Rewrite the data below, replacing every occurrence of "one point per instance" with "a single point per instance" and leaving everything else unchanged.
— START MATERIALS PROVIDED —
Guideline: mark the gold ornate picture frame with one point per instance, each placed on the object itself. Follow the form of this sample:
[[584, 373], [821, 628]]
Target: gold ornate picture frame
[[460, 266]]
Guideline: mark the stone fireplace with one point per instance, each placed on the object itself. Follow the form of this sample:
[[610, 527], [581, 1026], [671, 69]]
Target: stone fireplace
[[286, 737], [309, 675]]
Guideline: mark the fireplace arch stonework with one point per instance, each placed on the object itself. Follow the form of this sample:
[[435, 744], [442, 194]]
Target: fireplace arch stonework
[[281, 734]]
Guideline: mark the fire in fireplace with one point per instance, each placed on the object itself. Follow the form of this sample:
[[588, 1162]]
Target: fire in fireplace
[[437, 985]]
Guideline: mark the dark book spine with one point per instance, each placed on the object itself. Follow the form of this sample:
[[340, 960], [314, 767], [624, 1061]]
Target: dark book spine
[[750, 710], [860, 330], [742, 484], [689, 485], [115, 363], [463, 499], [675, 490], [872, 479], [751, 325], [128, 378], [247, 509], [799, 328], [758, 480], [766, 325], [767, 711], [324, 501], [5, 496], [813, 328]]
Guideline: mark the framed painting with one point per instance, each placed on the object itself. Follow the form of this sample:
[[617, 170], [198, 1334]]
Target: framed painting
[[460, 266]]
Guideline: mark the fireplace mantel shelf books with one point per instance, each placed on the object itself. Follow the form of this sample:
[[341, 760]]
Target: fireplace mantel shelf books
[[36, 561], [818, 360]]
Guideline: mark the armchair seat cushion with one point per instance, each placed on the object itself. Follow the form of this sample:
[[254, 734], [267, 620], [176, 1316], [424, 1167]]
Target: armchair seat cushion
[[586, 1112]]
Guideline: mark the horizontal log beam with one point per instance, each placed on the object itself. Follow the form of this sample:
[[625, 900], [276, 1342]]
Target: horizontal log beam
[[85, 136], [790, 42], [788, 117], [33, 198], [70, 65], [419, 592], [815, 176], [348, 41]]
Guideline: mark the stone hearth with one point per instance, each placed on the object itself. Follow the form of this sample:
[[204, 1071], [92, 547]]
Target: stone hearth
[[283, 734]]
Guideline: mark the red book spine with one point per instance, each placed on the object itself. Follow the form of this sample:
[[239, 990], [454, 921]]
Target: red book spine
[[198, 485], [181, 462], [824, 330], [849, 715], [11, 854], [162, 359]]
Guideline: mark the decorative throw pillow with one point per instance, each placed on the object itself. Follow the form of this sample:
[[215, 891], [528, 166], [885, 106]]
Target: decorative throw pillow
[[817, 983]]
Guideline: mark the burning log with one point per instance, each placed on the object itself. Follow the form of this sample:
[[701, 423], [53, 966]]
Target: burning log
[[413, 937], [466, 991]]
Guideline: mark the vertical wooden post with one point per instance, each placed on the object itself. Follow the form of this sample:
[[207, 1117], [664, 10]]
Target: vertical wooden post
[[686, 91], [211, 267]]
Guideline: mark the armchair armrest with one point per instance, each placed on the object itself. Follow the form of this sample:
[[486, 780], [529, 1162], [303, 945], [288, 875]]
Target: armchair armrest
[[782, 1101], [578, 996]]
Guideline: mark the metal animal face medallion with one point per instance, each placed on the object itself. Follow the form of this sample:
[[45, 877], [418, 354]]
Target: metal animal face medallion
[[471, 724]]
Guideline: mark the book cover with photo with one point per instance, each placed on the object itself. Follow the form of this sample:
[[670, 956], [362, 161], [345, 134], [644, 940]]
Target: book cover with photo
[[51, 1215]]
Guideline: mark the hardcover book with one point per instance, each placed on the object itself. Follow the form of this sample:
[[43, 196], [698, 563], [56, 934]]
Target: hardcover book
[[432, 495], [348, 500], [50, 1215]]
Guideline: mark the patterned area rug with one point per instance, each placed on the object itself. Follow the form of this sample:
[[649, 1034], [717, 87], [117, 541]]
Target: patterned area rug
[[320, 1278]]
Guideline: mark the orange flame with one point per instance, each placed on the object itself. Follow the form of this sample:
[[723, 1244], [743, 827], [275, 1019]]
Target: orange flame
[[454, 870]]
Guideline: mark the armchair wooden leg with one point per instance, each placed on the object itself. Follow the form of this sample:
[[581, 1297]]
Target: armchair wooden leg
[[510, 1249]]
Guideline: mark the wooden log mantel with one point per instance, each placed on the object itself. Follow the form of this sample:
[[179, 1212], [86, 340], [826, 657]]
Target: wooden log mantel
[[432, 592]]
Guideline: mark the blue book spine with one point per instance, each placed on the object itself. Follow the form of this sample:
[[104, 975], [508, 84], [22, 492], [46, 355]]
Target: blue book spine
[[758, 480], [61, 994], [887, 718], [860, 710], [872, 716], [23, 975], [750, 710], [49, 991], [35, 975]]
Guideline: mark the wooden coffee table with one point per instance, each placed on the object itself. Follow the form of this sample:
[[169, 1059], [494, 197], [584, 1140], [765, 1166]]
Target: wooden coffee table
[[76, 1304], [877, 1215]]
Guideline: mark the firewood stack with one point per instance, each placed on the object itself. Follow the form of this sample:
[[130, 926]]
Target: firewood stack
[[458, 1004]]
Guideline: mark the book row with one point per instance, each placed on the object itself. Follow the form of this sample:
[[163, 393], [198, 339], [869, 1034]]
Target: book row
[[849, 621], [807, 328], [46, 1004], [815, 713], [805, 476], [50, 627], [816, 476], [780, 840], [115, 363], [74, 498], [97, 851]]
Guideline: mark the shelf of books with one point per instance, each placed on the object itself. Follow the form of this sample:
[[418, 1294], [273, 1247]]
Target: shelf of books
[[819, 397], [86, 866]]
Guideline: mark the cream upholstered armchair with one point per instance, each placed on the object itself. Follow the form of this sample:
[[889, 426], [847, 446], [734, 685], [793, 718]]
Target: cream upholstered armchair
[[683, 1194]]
— END MATERIALS PROVIDED —
• OUTPUT FOR THIS EXERCISE:
Guideline: mark the gold ornate picture frame with a single point per instance, each placed on the object itself. Follow the form of this sample:
[[584, 373], [821, 628]]
Target: gold ornate picture frame
[[460, 266]]
Guideline: mark the stone fireplace with a single point per instance, each placed on the object itself. Follow the form of this sample:
[[610, 527], [581, 1026], [671, 69]]
Target: stone fireplace
[[286, 737], [309, 675]]
Guideline: mark the fireplace arch stonework with a single point per instance, each placed on the object itself. Follow the form of this sample:
[[435, 744], [442, 194]]
Target: fireplace arch stonework
[[281, 734]]
Guideline: mark the fire in fireplace with a single point per instance, each placed on the object itself. Follow the form of this sample:
[[588, 1162]]
Target: fire in fireplace
[[437, 985]]
Guideline: mark the dark book spine with a single point per instance, each placed on the object itself. Follow the form of this sample:
[[340, 960], [314, 767], [624, 1061]]
Target: dark book spine
[[750, 710], [860, 330], [742, 484], [689, 485], [115, 363], [463, 499], [675, 490], [872, 479], [751, 325], [128, 378], [247, 509], [799, 328], [758, 480], [766, 325], [767, 711], [324, 501], [5, 496], [813, 328]]
Guideline: mark the framed painting with a single point per instance, each placed on the object itself. Follow the form of this sample:
[[617, 170], [198, 1334]]
Target: framed painting
[[460, 266]]
Guideline: mark the fireplace mantel shelf books with a single point per instance, each placed on the object itself. Follow the form of this sample:
[[341, 760]]
Target: fireplace mantel shelf books
[[36, 561], [818, 360]]
Guideline: mark the armchair seat cushion with a single point per instance, each placed on the object itself. Follow the form of this sample:
[[254, 734], [267, 620], [176, 1316], [424, 1167]]
Target: armchair seat cushion
[[586, 1112]]
Guideline: mark the horizontal log beam with a single point per instance, each placed on the object itself. Follow the form of this sample:
[[625, 900], [276, 1342]]
Target: horizontal log beam
[[85, 136], [790, 42], [788, 117], [33, 198], [70, 65], [419, 592], [815, 176], [348, 41]]
Guideline: mark the stone hearth with a single point per instance, each placed on the object itself. Follow the form of this sample:
[[204, 1071], [92, 547]]
Target: stone hearth
[[283, 734]]
Guideline: mark the red book spine with a single point per instance, each placed on the object itself. Follow the form of this sample:
[[239, 990], [454, 921]]
Target: red book spine
[[198, 485], [181, 462], [824, 330], [849, 715], [11, 854], [162, 359]]
Guideline: mark the decorative throw pillow with a single point per instance, each placed on the object itself. Follow the form of this sample:
[[215, 891], [528, 166], [885, 106]]
Target: decorative throw pillow
[[817, 983]]
Guideline: mark the burning log with a single point per instance, each placed on the object itself. Follow the form of this sample:
[[701, 423], [53, 966]]
Target: burning log
[[413, 937], [466, 991]]
Guideline: mark the vertical wooden post with a single point per instance, each placed on the object itself. Follow the form of this sample:
[[207, 1117], [664, 10]]
Target: vertical wooden post
[[686, 91], [211, 267]]
Guideline: mark the armchair armrest with a single point per instance, each placed on the object itself. Follow the form of this sample:
[[486, 780], [529, 1162], [303, 945], [288, 875]]
Target: armchair armrest
[[782, 1101], [578, 996]]
Guideline: mark the metal animal face medallion with a single point per instance, each placed on the object itself. Follow the form of this sample:
[[45, 877], [418, 354]]
Target: metal animal face medallion
[[471, 724]]
Guideline: mark the book cover with photo with a single point per instance, each placed on the object itself. Follow the form of this sample:
[[670, 956], [362, 161], [345, 134], [644, 940]]
Target: book cover with photo
[[51, 1215]]
Guideline: mark the hardcover book with a single point per instance, each placed on the object itself. Follow the form of this sample:
[[43, 196], [698, 563], [56, 934]]
Target: hardcover book
[[432, 495], [348, 500], [50, 1215]]
Guideline: mark the patterned area rug with a single point per instance, each placed on the object itself. Follow the form of this sample:
[[649, 1034], [717, 87], [117, 541]]
Target: patterned area rug
[[320, 1278]]
Guideline: mark the orange flame with a single point per instance, each placed on the object itself. Follow the form of this sample:
[[723, 1244], [743, 827], [275, 1019]]
Target: orange flame
[[454, 870]]
Guideline: mark the armchair wooden leg with a single point per instance, each placed on the object itself. Follow the form of this sample:
[[581, 1297]]
Target: armchair wooden leg
[[510, 1249]]
Guideline: mark the wooden log mantel with a single point per instance, each placed on the object itself. Follow the form of this sample:
[[179, 1212], [86, 340], [826, 657]]
Target: wooden log mantel
[[432, 592]]
Guideline: mark the blue book spine with a single point per instance, each placed on the object itself. Follow the form of this sample:
[[104, 975], [508, 84], [22, 492], [46, 355]]
Target: blue book spine
[[758, 480], [61, 994], [887, 718], [860, 710], [872, 716], [23, 975], [750, 710], [49, 991], [35, 975]]
Guideline: mark the wooden coffee table with a single point per instance, each placed on the object itself. Follow the form of this sample:
[[169, 1059], [494, 197], [584, 1140], [765, 1166]]
Target: wooden coffee table
[[76, 1304], [877, 1215]]
Guideline: mark the firewood stack with a single point per instance, each placed on the object itself. Follow the form of this sample:
[[130, 926]]
Target: firewood stack
[[458, 1004]]
Guideline: mark the book row with a single point per instance, each placed on the object itself. Follow the form of this sample:
[[163, 393], [198, 339], [869, 1034]]
Target: book row
[[849, 621], [807, 328], [46, 1004], [815, 713], [805, 476], [50, 627], [816, 476], [780, 840], [115, 363], [74, 498], [97, 851]]
Guideline: mark the shelf of books with a single point per instance, each placed on the object itself. Follow the form of this sample:
[[418, 1294], [273, 1247]]
Target: shelf of books
[[819, 397], [86, 866]]
Guideline: mark the cream upholstered armchair with a single point per instance, each placed on the object itself. Follow the form of this sample:
[[889, 426], [847, 446], [734, 685], [793, 718]]
Target: cream upholstered armchair
[[683, 1194]]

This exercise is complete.